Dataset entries
* * *

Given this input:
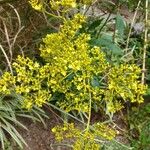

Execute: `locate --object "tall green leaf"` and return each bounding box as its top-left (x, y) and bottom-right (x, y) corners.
top-left (90, 34), bottom-right (123, 56)
top-left (116, 14), bottom-right (126, 37)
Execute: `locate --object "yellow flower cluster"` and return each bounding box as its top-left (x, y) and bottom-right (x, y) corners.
top-left (29, 0), bottom-right (43, 11)
top-left (40, 14), bottom-right (108, 112)
top-left (13, 56), bottom-right (52, 109)
top-left (73, 131), bottom-right (100, 150)
top-left (0, 56), bottom-right (52, 109)
top-left (0, 72), bottom-right (15, 95)
top-left (0, 13), bottom-right (147, 113)
top-left (52, 122), bottom-right (80, 142)
top-left (50, 0), bottom-right (77, 10)
top-left (29, 0), bottom-right (94, 12)
top-left (104, 64), bottom-right (147, 113)
top-left (50, 0), bottom-right (94, 10)
top-left (93, 122), bottom-right (116, 140)
top-left (52, 122), bottom-right (116, 150)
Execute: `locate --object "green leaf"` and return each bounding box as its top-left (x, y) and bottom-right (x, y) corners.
top-left (146, 88), bottom-right (150, 95)
top-left (4, 115), bottom-right (28, 130)
top-left (90, 35), bottom-right (123, 56)
top-left (0, 128), bottom-right (5, 150)
top-left (91, 76), bottom-right (100, 87)
top-left (2, 125), bottom-right (24, 149)
top-left (88, 18), bottom-right (104, 31)
top-left (116, 14), bottom-right (126, 37)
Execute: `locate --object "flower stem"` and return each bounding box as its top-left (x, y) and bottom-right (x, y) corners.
top-left (86, 79), bottom-right (92, 131)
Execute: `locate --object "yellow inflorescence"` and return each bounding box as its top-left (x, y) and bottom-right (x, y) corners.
top-left (0, 55), bottom-right (51, 109)
top-left (52, 122), bottom-right (80, 142)
top-left (39, 13), bottom-right (108, 112)
top-left (52, 122), bottom-right (116, 150)
top-left (50, 0), bottom-right (77, 10)
top-left (29, 0), bottom-right (94, 12)
top-left (29, 0), bottom-right (43, 11)
top-left (104, 64), bottom-right (147, 113)
top-left (0, 13), bottom-right (147, 112)
top-left (0, 72), bottom-right (15, 95)
top-left (50, 0), bottom-right (94, 10)
top-left (73, 131), bottom-right (100, 150)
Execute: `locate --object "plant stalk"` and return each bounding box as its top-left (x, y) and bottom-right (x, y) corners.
top-left (125, 0), bottom-right (141, 53)
top-left (141, 0), bottom-right (149, 84)
top-left (86, 90), bottom-right (92, 131)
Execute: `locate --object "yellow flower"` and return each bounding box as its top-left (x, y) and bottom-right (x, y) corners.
top-left (29, 0), bottom-right (43, 11)
top-left (52, 122), bottom-right (116, 150)
top-left (50, 0), bottom-right (76, 11)
top-left (0, 72), bottom-right (15, 94)
top-left (105, 64), bottom-right (147, 113)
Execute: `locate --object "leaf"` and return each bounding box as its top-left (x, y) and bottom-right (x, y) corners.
top-left (4, 115), bottom-right (28, 130)
top-left (91, 76), bottom-right (100, 87)
top-left (2, 125), bottom-right (24, 149)
top-left (116, 14), bottom-right (126, 37)
top-left (90, 34), bottom-right (123, 56)
top-left (0, 128), bottom-right (5, 150)
top-left (88, 18), bottom-right (104, 31)
top-left (146, 87), bottom-right (150, 95)
top-left (146, 74), bottom-right (150, 81)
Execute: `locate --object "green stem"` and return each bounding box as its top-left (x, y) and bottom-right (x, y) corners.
top-left (86, 79), bottom-right (92, 131)
top-left (47, 103), bottom-right (86, 125)
top-left (87, 93), bottom-right (91, 131)
top-left (45, 10), bottom-right (65, 21)
top-left (96, 12), bottom-right (112, 39)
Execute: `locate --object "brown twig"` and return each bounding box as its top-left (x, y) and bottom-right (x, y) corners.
top-left (141, 0), bottom-right (149, 84)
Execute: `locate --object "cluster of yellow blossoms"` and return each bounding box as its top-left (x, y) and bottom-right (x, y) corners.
top-left (0, 14), bottom-right (147, 112)
top-left (0, 56), bottom-right (51, 109)
top-left (104, 64), bottom-right (147, 113)
top-left (29, 0), bottom-right (43, 11)
top-left (50, 0), bottom-right (77, 10)
top-left (29, 0), bottom-right (94, 11)
top-left (39, 13), bottom-right (108, 112)
top-left (0, 72), bottom-right (15, 95)
top-left (50, 0), bottom-right (93, 10)
top-left (52, 122), bottom-right (116, 150)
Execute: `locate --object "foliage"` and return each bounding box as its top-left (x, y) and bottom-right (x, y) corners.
top-left (0, 93), bottom-right (48, 149)
top-left (0, 94), bottom-right (27, 149)
top-left (128, 103), bottom-right (150, 150)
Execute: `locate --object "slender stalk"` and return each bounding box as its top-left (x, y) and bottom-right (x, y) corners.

* * *

* _What this task involves_: Every entry above should be printed again exactly, except for the pictures.

* _Written answer_:
Given this input:

Execute: `locate --object "tall green leaf"` and return each bounding box as its top-left (x, y) and bottom-right (x, y) corners.
top-left (90, 34), bottom-right (123, 56)
top-left (116, 14), bottom-right (126, 37)
Execute: `locate --object "yellow flower cluster"` and return each bounding box as its top-left (x, y) and bottom-right (x, y) corners.
top-left (29, 0), bottom-right (43, 11)
top-left (40, 14), bottom-right (108, 112)
top-left (13, 56), bottom-right (52, 109)
top-left (73, 131), bottom-right (100, 150)
top-left (0, 56), bottom-right (52, 109)
top-left (0, 72), bottom-right (15, 95)
top-left (0, 13), bottom-right (147, 113)
top-left (52, 122), bottom-right (80, 142)
top-left (50, 0), bottom-right (77, 10)
top-left (29, 0), bottom-right (94, 12)
top-left (104, 64), bottom-right (147, 113)
top-left (50, 0), bottom-right (94, 10)
top-left (93, 122), bottom-right (116, 140)
top-left (52, 122), bottom-right (116, 150)
Execute: `locate --object "green leaf"` and return each bounding box as its top-left (x, y) and bottom-right (x, y) corners.
top-left (146, 88), bottom-right (150, 95)
top-left (4, 115), bottom-right (28, 130)
top-left (90, 35), bottom-right (123, 56)
top-left (0, 128), bottom-right (5, 150)
top-left (91, 76), bottom-right (100, 87)
top-left (2, 125), bottom-right (24, 149)
top-left (88, 18), bottom-right (104, 31)
top-left (116, 14), bottom-right (126, 37)
Execute: `locate --object "flower stem"` and return each bounding box as its top-left (x, y) and bottom-right (x, y) corners.
top-left (86, 79), bottom-right (92, 131)
Execute: `locate --object "yellow inflorescence"` and return each bounding box as its top-left (x, y) and bottom-right (x, y) corners.
top-left (0, 55), bottom-right (51, 109)
top-left (52, 122), bottom-right (80, 142)
top-left (39, 13), bottom-right (108, 112)
top-left (52, 122), bottom-right (116, 150)
top-left (50, 0), bottom-right (77, 10)
top-left (29, 0), bottom-right (94, 12)
top-left (29, 0), bottom-right (43, 11)
top-left (104, 64), bottom-right (147, 113)
top-left (0, 13), bottom-right (147, 112)
top-left (0, 72), bottom-right (15, 95)
top-left (50, 0), bottom-right (94, 10)
top-left (73, 131), bottom-right (100, 150)
Execute: `locate --object "plant stalk"` and return each bounding box as its top-left (x, y) and bottom-right (x, y) corners.
top-left (125, 0), bottom-right (141, 53)
top-left (141, 0), bottom-right (149, 84)
top-left (86, 90), bottom-right (92, 131)
Execute: `locate --object "yellow flower"` and return each bounding box as its top-left (x, y) and bottom-right (x, y) corners.
top-left (29, 0), bottom-right (43, 11)
top-left (52, 122), bottom-right (116, 150)
top-left (50, 0), bottom-right (76, 11)
top-left (0, 72), bottom-right (15, 94)
top-left (105, 64), bottom-right (147, 113)
Execute: `locate --object "leaf"` and return each bounding box as its top-left (x, y) and bottom-right (x, y) corners.
top-left (4, 115), bottom-right (28, 130)
top-left (91, 76), bottom-right (100, 87)
top-left (2, 125), bottom-right (24, 149)
top-left (116, 14), bottom-right (126, 37)
top-left (90, 34), bottom-right (123, 56)
top-left (0, 128), bottom-right (5, 150)
top-left (88, 18), bottom-right (104, 31)
top-left (146, 87), bottom-right (150, 95)
top-left (146, 74), bottom-right (150, 81)
Execute: `locate --object "green stem"` and return each bounding box as its top-left (x, y) and bottom-right (x, y) corners.
top-left (86, 79), bottom-right (92, 131)
top-left (47, 103), bottom-right (86, 125)
top-left (87, 93), bottom-right (91, 131)
top-left (45, 10), bottom-right (65, 21)
top-left (96, 12), bottom-right (112, 39)
Execute: `locate --object "brown twig"` and return each bounding box as its top-left (x, y) and bottom-right (x, y) corners.
top-left (141, 0), bottom-right (149, 84)
Execute: `locate --object "cluster of yellow blossoms"` and return each bounding box as its top-left (x, y) and bottom-right (x, y) corners.
top-left (0, 14), bottom-right (147, 112)
top-left (0, 56), bottom-right (51, 109)
top-left (104, 64), bottom-right (147, 113)
top-left (29, 0), bottom-right (43, 11)
top-left (50, 0), bottom-right (77, 10)
top-left (29, 0), bottom-right (94, 11)
top-left (39, 13), bottom-right (108, 112)
top-left (0, 72), bottom-right (15, 95)
top-left (50, 0), bottom-right (93, 10)
top-left (52, 122), bottom-right (116, 150)
Execute: `locate --object "foliage"` and return each bounding box as its top-left (x, y) and bottom-right (x, y) corners.
top-left (0, 93), bottom-right (48, 149)
top-left (0, 94), bottom-right (27, 149)
top-left (128, 103), bottom-right (150, 150)
Execute: `locate --object "slender stalk"` and return each bounding box as its top-left (x, y) and bottom-right (x, y) corners.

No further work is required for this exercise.